**Work request**: All lines from the entries below that contain the string "topped" should be copied out.

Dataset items

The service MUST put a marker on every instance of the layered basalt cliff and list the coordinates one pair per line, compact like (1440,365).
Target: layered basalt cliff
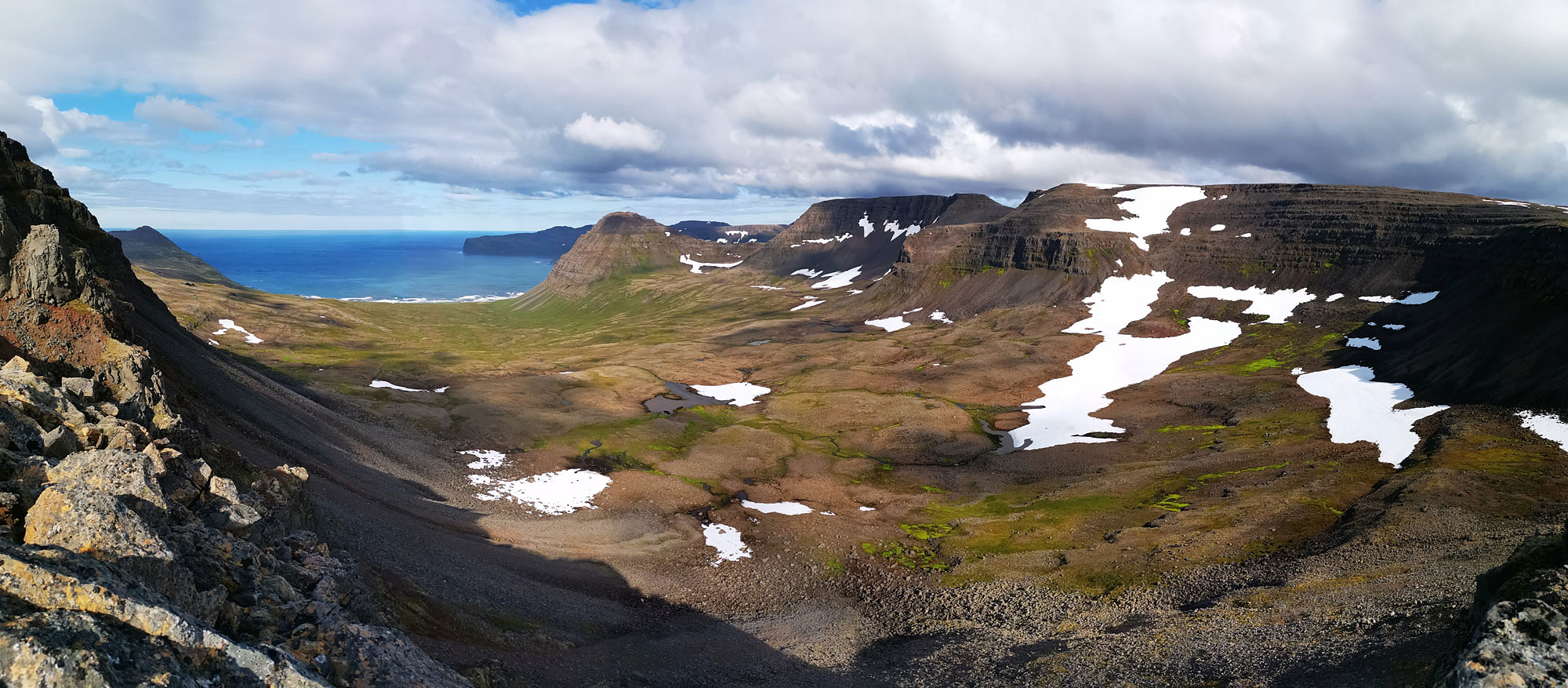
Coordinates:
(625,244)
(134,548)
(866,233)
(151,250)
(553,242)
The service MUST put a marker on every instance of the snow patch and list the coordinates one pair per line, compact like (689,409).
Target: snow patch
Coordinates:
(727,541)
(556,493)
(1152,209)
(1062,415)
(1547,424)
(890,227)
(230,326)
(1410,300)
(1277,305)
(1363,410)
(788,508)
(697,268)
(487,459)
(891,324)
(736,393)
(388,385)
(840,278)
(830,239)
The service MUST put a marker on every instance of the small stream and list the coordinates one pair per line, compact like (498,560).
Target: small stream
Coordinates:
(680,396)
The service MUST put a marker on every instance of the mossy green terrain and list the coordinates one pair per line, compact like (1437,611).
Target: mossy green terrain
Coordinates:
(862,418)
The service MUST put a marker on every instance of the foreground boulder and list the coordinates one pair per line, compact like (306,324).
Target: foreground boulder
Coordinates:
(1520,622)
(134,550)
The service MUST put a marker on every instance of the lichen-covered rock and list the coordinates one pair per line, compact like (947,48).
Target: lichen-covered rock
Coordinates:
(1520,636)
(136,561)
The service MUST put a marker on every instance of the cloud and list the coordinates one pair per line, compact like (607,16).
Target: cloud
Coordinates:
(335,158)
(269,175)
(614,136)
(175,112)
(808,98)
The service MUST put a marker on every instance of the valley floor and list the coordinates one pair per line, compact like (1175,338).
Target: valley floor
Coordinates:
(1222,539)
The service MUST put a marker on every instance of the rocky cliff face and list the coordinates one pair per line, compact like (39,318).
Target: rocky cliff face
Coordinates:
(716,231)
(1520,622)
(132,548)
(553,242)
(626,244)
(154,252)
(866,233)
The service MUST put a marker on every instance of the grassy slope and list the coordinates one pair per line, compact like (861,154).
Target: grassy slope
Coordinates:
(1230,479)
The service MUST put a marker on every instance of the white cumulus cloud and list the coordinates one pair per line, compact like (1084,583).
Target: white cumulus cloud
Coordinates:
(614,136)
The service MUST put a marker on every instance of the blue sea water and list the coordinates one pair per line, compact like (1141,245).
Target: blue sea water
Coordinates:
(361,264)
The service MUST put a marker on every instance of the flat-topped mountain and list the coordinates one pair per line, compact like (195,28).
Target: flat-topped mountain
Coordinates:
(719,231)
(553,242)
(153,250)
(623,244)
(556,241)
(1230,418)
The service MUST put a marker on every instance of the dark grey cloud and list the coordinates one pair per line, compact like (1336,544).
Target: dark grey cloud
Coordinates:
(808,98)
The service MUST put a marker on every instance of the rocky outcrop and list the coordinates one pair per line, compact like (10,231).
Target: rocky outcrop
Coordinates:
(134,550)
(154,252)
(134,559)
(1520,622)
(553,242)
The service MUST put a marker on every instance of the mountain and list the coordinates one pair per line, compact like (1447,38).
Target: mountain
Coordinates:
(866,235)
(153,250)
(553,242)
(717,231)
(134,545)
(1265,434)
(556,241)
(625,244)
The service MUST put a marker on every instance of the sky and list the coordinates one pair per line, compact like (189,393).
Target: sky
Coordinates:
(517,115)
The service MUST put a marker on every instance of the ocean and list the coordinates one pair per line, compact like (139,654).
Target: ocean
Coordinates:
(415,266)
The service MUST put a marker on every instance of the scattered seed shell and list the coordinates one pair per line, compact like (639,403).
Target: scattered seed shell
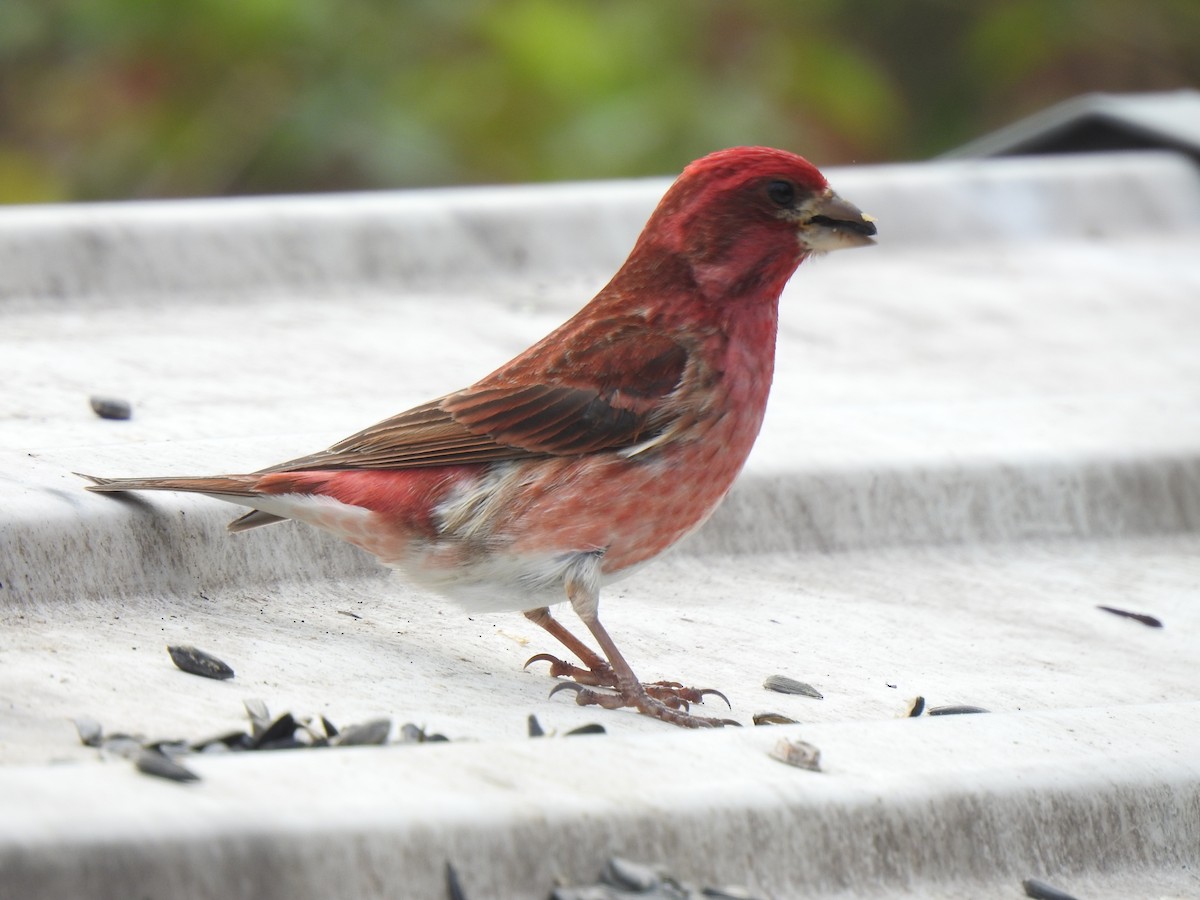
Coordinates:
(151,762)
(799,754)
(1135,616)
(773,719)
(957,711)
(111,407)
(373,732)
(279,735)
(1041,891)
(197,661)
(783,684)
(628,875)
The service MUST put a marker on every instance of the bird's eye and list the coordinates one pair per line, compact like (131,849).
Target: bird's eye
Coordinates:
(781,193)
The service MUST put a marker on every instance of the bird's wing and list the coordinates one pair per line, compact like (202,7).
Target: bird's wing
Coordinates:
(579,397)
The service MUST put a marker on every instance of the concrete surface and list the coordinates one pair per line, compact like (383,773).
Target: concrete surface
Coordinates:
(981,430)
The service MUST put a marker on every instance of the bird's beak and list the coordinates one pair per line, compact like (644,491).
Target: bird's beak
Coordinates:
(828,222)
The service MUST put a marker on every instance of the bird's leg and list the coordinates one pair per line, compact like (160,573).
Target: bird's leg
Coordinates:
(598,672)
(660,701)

==

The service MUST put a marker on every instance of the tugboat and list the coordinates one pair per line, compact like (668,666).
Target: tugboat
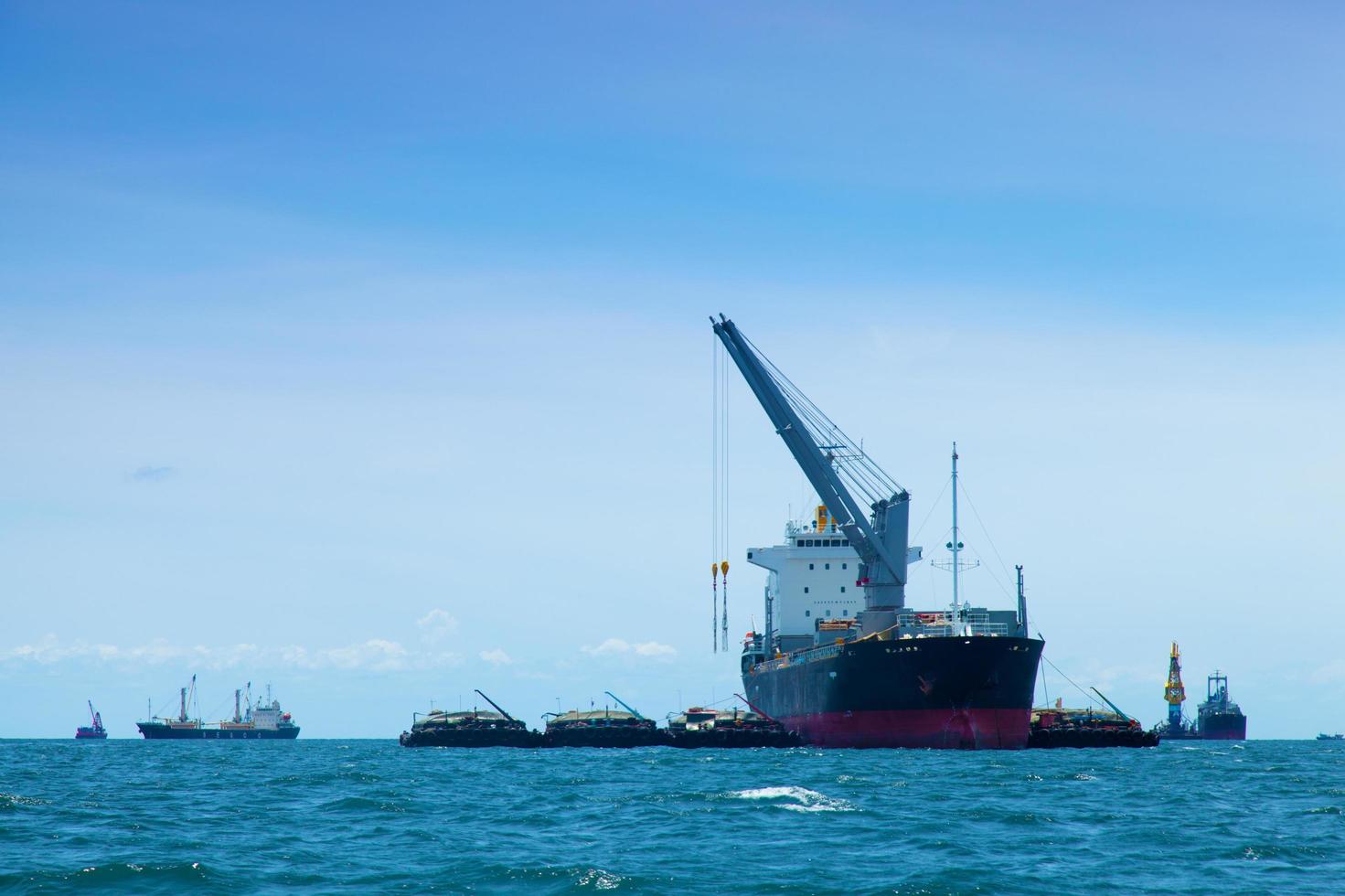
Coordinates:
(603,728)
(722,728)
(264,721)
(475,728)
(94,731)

---

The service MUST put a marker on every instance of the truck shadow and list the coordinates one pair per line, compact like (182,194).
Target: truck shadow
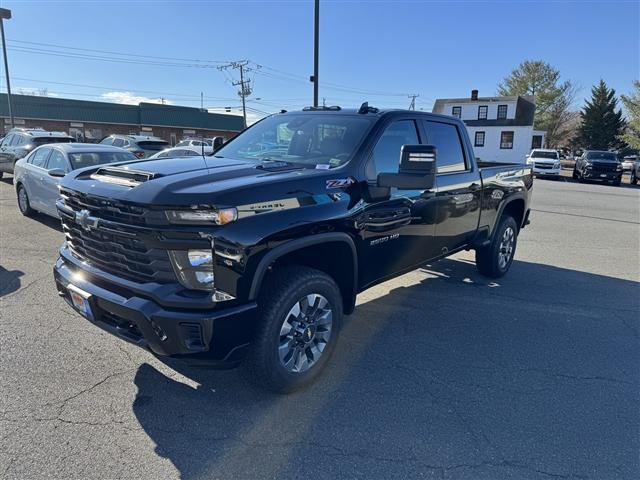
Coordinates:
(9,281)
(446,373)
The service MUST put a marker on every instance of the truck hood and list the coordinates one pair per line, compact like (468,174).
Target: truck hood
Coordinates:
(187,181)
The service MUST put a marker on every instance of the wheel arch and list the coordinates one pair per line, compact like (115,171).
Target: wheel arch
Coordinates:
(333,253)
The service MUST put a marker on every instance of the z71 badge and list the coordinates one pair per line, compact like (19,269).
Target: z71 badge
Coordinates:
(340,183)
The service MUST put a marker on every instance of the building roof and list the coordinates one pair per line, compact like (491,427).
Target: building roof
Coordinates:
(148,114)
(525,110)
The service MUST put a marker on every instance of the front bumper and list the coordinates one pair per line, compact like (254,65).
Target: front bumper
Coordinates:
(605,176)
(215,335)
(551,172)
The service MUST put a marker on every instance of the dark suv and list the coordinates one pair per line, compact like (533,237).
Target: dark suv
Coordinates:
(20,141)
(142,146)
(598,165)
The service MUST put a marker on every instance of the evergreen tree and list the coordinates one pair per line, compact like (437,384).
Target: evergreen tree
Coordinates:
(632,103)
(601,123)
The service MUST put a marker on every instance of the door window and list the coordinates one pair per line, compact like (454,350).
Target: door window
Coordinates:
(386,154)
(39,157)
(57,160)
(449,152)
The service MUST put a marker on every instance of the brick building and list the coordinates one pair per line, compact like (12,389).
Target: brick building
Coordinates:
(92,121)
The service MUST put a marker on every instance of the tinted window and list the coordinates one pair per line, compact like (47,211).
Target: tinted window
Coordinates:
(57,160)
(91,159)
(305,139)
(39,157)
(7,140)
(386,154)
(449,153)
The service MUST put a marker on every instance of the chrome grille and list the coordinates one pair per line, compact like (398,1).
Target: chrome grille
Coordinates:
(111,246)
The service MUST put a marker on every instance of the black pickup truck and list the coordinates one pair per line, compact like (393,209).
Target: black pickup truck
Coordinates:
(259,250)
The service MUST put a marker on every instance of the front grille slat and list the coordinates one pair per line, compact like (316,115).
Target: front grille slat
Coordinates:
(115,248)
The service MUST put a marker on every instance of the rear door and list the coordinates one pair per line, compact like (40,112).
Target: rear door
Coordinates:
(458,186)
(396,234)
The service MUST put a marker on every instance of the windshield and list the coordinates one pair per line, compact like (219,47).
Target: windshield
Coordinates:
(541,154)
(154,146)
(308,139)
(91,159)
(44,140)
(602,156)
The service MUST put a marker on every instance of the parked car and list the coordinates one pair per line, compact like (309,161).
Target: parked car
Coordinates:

**Solution to the exercise**:
The service MUST put a marker on every instance of the flat-topped mountain and list the coordinates one pair per line, compact like (195,28).
Target: flat-topped mountain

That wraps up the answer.